Consignes
**a.** D'après l'entretien, à quelle date l'exposition parisienne consacrée aux objets du royaume du Kongo a-t-elle démarré ?
**b.** Réécrivez le passage de l'entretien allant de « Il y avait un » jusqu'à « le 12 juin ? » en renommant « confrères » en « marchands ».

Extrait
============================================================

Vous étiez exposant à Bruneaf (Brussels Non European Art Fair) du 3 au 7 juin. Comment avez-vous trouvé cette édition ?
Il y avait un peu moins de monde que d’habitude. Et aussi moins de beaux objets. Ce n’était pas le grand Bruneaf que je connais. Dans l’ambiance économique actuelle, certains confrères sont attentistes. Ils ne veulent pas sortir leurs belles pièces pour ne pas les « griller », comme ils disent. Ceux qui avaient fait l’effort de présenter des objets rares à des prix normaux les ont pourtant vite vus partir.
Pourquoi avoir choisi ce moment pour présenter à Paris une importante exposition d’objets africains du royaume du Kongo qui a démarré le 12 juin ?
Le mois de juin est généralement une bonne époque pour les expositions. Dans le climat ambiant de morosité que nous connaissons à présent, beaucoup de collectionneurs ont envie de découvrir de beaux objets. Or, il y a une pénurie d’œuvres importantes, aussi parce que certains collègues marchands souhaitent les réserver pour des jours meilleurs. Il y a six mois, lorsque j’ai projeté de lancer cette exposition « Kongo, art magique », une majorité d’entre d’eux m’a dit : « Tu es fou. Tu risques de te planter. Il ne faut pas bouger dans des périodes comme celle-ci. » Aujourd’hui, les mêmes me disent que c’est le succès assuré. Le 15 mai dernier à New York, chez Sotheby’s, tous ont pu constater l’engouement des collectionneurs pour la formidable collection Gross d’arts premiers, avec des beaux objets proposés à des estimations attractives.
Tous les objets que vous exposez vous appartiennent-il vraiment ?

============================================================

Documents fournis
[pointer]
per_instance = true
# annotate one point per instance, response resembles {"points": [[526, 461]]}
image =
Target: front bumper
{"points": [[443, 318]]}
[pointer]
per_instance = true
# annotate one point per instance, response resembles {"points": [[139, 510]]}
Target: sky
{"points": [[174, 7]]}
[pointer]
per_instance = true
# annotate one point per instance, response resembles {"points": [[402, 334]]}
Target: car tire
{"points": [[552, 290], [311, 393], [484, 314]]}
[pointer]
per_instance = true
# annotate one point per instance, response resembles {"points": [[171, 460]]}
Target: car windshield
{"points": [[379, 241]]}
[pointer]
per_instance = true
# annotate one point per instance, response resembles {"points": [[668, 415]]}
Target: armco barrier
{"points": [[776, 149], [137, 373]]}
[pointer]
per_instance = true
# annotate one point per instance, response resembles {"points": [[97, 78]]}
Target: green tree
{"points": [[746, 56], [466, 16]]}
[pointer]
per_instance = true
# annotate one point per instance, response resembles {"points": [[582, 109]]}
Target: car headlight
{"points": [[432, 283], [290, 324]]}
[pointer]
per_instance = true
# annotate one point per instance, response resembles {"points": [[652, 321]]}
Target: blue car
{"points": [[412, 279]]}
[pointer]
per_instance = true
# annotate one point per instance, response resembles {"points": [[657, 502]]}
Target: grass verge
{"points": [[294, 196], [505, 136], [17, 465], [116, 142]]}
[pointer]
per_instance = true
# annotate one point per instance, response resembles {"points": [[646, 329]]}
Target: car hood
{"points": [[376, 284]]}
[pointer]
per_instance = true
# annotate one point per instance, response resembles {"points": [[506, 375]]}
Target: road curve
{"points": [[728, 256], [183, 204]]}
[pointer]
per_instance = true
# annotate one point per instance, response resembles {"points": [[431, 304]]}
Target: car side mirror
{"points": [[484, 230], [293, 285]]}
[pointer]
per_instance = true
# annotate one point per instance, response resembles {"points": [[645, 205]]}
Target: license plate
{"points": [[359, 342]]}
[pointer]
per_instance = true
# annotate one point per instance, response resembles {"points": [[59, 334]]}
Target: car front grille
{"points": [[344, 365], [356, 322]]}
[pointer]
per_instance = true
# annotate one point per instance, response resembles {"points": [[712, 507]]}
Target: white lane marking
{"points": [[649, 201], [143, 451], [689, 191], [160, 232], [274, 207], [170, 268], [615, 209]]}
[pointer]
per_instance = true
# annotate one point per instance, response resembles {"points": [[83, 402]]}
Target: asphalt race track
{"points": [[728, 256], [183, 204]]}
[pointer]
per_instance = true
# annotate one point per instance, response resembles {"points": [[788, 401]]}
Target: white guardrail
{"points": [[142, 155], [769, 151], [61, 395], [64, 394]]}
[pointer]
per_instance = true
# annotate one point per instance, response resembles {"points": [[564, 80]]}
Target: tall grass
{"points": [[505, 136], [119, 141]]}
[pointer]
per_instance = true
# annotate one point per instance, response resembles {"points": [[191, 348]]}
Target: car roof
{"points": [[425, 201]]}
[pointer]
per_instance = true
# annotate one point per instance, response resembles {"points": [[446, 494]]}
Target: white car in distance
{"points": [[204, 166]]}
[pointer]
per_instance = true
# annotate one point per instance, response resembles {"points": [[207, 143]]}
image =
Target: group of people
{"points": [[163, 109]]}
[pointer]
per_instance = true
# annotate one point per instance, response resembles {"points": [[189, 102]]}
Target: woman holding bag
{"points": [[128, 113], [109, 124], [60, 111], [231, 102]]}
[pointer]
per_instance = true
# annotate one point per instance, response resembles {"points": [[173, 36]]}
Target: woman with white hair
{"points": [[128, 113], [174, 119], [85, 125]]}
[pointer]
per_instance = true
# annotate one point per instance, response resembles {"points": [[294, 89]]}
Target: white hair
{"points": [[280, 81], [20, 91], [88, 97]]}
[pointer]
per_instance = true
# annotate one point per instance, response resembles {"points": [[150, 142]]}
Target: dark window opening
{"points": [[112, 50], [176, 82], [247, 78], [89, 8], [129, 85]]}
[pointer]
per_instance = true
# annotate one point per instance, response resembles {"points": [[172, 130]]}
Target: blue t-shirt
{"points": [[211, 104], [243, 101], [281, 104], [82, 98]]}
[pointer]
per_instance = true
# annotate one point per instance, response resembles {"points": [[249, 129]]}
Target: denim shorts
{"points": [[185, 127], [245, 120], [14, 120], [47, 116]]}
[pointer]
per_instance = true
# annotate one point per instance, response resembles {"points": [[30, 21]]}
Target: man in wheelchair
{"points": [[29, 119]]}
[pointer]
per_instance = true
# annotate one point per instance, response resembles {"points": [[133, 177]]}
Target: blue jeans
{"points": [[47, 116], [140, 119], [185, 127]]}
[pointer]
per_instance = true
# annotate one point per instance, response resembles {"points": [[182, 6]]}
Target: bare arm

============================================================

Réponses aux exercices
**a.** Elle a démarré le 12 juin.

**b.**
Il y avait un peu moins de monde que d’habitude. Et aussi moins de beaux objets. Ce n’était pas le grand Bruneaf que je connais. Dans l’ambiance économique actuelle, certains marchands sont attentistes. Ils ne veulent pas sortir leurs belles pièces pour ne pas les « griller », comme ils disent. Ceux qui avaient fait l’effort de présenter des objets rares à des prix normaux les ont pourtant vite vus partir.
Pourquoi avoir choisi ce moment pour présenter à Paris une importante exposition d’objets africains du royaume du Kongo qui a démarré le 12 juin ?